[PATCH v4 01/26] dt-bindings: interrupt-controller: Add Arm GICv5

Peter Maydell peter.maydell at linaro.org
Thu May 29 06:17:26 PDT 2025


On Thu, 29 May 2025 at 13:44, Lorenzo Pieralisi <lpieralisi at kernel.org> wrote:
>
> [+Andre, Peter]
>
> On Tue, May 13, 2025 at 07:47:54PM +0200, Lorenzo Pieralisi wrote:
> > +      reg:
> > +        minItems: 1
> > +        items:
> > +          - description: IRS control frame
>
> I came across it while testing EL3 firmware, raising the topic for
> discussion.
>
> The IRS (and the ITS) has a config frame (need to patch the typo
> s/control/config, already done) per interrupt domain supported, that is,
> it can have up to 4 config frames:
>
> - EL3
> - Secure
> - Realm
> - Non-Secure
>
> The one described in this binding is the non-secure one.
>
> IIUC, everything described in the DT represents the non-secure address
> space.

The dt bindings do allow for describing Secure-world devices:
Documentation/devicetree/bindings/arm/secure.txt has the
details. We use this in QEMU so we can provide a DTB to
guest EL3 firmware that tells it where the hardware is
(and which EL3 can then pass on to an NS kernel). It would
be helpful for the GICv5 binding to be defined in a way that
we can do this for a GICv5 system too.

- - - -

- _What you will do_:
Can you continue the mailing-list reply about the GICv5 device tree binding, picking up after its last sentence? The listing after this has nothing to do with the work.

- _Information supplied_:
- - - -

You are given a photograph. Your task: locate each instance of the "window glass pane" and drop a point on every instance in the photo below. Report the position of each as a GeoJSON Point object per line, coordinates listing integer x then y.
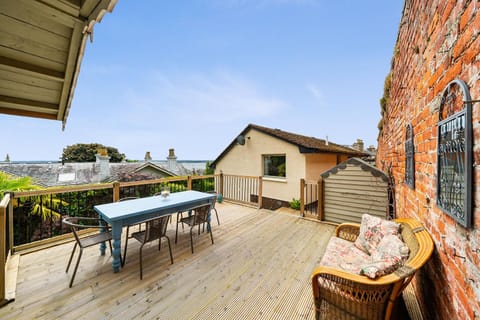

- - - -

- _Expected output_:
> Two questions:
>
> - I don't have to spell out the IRS/ITS config frame (and SETLPI, by
>   the way) as non-secure, since that's implicit, is that correct ?

Do you want the DT binding to handle the case of "CPU and GIC do not
implement EL3, and the only implemented security state is Secure"
without the kernel needing to do something different from "ditto ditto
but the only implemented security state is Nonsecure" ?
(Currently booting.html says you must be in NS, so we effectively
say we don't support booting on this particular unicorn :-)
But the secure.txt bindings envisage "kernel got booted in S",
mostly for the benefit of aarch32.)

> - How can the schema describe, if present, EL3, Secure and Realm frames ?

The tempting thing to do is to have regs[] list the frames
in some given order, but the spec makes them not simple
supersets, allowing all of:
 * NS
 * S
 * NS, S, EL3
 * NS, Realm, EL3
 * NS, Realm, S, EL3

secure.txt says:
# The general principle of the naming scheme for Secure world bindings
# is that any property that needs a different value in the Secure world
# can be supported by prefixing the property name with "secure-". So for
# instance "secure-foo" would override "foo".

So maybe we could have
 reg : the NS frame(s)
 secure-reg : the S frame(s)
 realm-reg : the Realm frame(s)
 root-reg : the EL3 frame(s)

??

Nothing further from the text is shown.